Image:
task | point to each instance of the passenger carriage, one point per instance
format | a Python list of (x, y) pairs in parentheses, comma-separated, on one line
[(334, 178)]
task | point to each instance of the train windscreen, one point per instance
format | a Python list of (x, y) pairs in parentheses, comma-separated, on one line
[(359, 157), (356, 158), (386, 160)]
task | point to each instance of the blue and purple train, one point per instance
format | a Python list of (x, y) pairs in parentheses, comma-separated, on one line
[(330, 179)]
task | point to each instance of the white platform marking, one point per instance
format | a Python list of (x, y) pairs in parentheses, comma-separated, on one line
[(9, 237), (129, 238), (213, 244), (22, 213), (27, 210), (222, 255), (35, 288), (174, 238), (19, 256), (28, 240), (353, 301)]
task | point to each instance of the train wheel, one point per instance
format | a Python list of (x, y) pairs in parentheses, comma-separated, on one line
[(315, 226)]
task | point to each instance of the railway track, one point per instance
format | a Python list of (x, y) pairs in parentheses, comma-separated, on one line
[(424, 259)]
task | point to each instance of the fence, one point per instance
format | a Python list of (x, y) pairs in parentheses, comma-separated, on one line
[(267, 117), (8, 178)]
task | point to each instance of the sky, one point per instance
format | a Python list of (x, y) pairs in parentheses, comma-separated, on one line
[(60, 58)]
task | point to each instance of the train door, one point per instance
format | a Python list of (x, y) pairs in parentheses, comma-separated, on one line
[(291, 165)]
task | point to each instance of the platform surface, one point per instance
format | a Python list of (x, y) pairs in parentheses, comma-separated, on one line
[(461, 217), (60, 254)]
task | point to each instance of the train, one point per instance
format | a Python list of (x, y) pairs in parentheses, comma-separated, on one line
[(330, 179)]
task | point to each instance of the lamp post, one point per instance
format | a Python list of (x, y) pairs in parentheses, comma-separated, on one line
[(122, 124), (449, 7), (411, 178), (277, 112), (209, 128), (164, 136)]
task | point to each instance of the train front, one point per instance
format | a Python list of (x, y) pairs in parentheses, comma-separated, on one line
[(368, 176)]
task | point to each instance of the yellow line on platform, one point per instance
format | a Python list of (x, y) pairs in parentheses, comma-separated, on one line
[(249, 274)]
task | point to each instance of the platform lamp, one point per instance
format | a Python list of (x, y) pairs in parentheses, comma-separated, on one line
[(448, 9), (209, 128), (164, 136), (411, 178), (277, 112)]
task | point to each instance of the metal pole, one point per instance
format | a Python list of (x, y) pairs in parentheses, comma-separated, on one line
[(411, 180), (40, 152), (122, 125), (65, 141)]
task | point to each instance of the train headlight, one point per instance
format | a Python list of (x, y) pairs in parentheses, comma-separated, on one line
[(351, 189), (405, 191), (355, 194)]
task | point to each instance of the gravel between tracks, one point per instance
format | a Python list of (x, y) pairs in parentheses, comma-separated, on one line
▬▬▬▬▬▬
- **Instructions to follow**: Copy out the section from the line containing "task | point to each instance of the sky, one" through the line containing "[(291, 165)]", request lines included. In the answers only, multiply every x and y coordinate by 2.15 and round to the nearest whole number, rounding halves up.

- **Answer for the task**:
task | point to each instance of the sky, one point per instance
format | a Python list of (x, y) pairs in parentheses, comma-separated, on one line
[(129, 125)]
task | point to each instance of the train door, one point per instance
format | a Python list of (x, y) pairs in parentheses, comma-separated, on one line
[(626, 355)]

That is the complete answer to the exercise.